--- QUOTED PASSAGE ---
In 10 points: What is the blueprint outlined by CEA in his maiden Economic Survey?
The survey termed investment as a ‘key driver’ of economic growth that perpetuates the virtuous cycle of savings, investment, exports and growth
July 04, 2019
In his maiden Economic Survey, Chief Economic Adviser Krishnamurthy Subramanian was not just candid about accepting the sore spots in India’s growth story but also presented a roadmap to take India to the $5-trillion GDP league by 2024-25.
Here are the highlights from the survey:
‘Investment is a key driver’
One of the most pertinent points made by the Economic Survey, which was tabled in the shadow of a slowing GDP, was that it termed investment as a ‘key driver’ of economic growth that perpetuates the virtuous cycle of savings, investment, exports and growth.

--- REQUIRED TASK 1 ---
According to the Economic Survey article, what target does the roadmap aim to reach by 2024-25?
--- REQUIRED TASK 2 ---
Carry on the Economic Survey article from its last sentence.

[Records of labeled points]
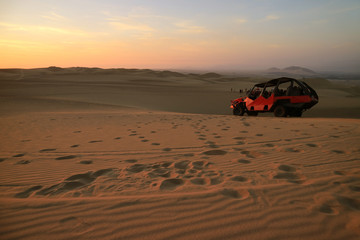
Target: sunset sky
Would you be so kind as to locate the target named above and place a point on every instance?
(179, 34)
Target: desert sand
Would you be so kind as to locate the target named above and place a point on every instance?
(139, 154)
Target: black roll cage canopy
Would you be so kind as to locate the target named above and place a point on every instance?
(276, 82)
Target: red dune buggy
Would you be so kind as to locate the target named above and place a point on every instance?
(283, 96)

--

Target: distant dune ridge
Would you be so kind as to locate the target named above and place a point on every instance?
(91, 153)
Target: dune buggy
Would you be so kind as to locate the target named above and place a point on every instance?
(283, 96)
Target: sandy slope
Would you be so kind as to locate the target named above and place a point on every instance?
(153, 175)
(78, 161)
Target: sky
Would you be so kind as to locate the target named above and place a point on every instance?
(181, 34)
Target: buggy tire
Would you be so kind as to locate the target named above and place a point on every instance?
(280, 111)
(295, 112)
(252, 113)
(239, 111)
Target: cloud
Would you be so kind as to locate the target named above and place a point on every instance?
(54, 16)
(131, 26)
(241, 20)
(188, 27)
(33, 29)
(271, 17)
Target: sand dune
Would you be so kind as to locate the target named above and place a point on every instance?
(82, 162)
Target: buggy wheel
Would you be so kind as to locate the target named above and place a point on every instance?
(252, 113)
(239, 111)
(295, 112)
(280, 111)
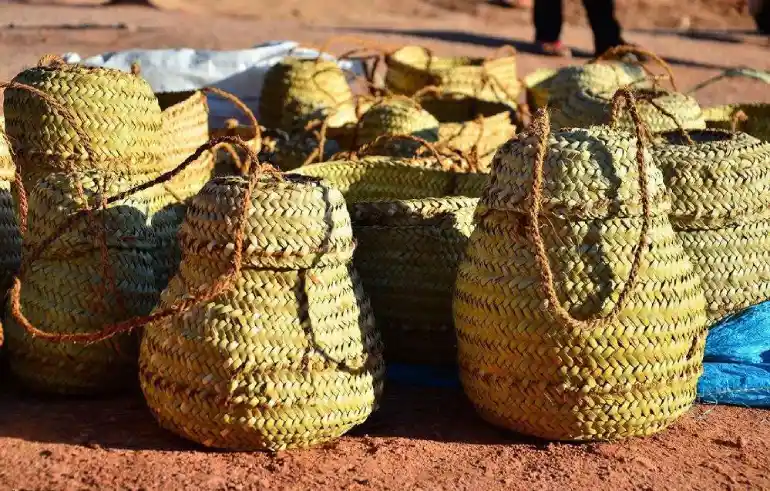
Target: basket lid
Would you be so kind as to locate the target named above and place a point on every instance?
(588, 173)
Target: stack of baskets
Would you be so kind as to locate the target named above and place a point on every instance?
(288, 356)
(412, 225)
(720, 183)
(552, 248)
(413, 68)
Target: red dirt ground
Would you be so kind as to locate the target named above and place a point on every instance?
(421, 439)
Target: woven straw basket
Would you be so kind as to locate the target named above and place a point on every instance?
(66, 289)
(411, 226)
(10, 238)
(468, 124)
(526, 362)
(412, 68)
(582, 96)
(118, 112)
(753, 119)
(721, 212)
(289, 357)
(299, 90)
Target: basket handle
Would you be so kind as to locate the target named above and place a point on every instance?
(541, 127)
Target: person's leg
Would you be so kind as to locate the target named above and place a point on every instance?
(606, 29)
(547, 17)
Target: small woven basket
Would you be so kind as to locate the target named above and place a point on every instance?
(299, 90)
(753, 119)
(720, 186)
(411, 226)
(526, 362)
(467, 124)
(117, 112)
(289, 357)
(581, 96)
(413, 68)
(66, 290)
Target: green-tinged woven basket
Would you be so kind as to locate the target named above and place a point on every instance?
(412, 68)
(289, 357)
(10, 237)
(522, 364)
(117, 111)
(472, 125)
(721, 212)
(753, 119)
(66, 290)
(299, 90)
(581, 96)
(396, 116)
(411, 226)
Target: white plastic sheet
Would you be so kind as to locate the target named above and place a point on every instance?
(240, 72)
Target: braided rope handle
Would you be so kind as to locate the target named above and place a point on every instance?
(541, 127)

...

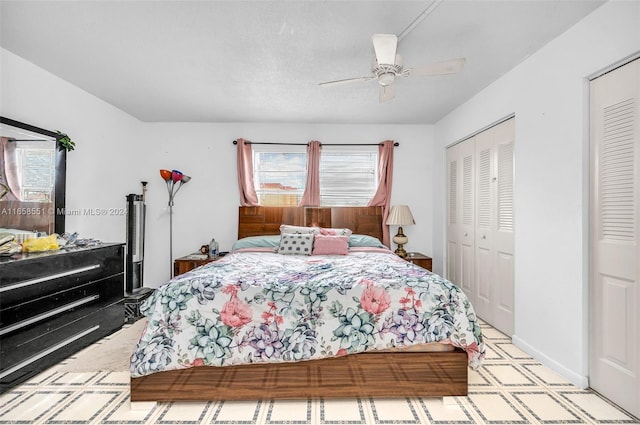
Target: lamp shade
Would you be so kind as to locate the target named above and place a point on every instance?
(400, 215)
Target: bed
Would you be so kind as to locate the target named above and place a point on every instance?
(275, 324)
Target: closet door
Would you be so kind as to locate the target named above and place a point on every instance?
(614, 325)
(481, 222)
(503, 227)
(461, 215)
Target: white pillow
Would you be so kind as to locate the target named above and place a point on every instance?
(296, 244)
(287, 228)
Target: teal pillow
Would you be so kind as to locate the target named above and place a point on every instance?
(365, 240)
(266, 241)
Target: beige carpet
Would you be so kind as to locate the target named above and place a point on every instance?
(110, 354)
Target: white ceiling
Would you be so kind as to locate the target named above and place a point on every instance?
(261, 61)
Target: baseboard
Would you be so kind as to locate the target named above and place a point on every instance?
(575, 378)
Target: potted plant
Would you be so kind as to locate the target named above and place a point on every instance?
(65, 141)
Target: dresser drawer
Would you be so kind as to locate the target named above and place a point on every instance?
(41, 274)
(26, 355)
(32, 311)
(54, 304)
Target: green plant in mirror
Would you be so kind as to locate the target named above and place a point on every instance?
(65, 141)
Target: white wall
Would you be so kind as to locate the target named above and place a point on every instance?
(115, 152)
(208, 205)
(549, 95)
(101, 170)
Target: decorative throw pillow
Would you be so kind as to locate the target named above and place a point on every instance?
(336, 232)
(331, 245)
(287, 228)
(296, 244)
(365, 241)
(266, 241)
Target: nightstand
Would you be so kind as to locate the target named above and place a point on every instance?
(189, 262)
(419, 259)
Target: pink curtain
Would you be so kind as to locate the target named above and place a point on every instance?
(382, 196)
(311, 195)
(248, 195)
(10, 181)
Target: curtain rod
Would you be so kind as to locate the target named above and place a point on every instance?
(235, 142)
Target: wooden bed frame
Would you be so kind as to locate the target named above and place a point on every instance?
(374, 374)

--- RESPONSE 1 ---
Taking India to the $5-trillion GDP league.

--- RESPONSE 2 ---
Citing China’s growth story, the survey said, “China has relied primarily on savings and investment with consumption decreasing significantly as a share of GDP. China remains an investment-driven economy even today with its investment and savings rates reaching about 45% of GDP even in 2017.”
“Investment, is the key driver that drives demand, creates capacity, increases labour productivity, introduces new technology, allows creative destruction, and generates jobs,” it said.
“The behavioural insights from the Swachh Bharat Mission can be used for laying the foundations of a healthy India. A healthy India means more labour productivity which translates into more savings and more investment,” the survey said.
The financial savings to the poorest household due to behavioural change induced by Swachh Bharat Mission exceeded the financial costs by 2.4 times, the survey said.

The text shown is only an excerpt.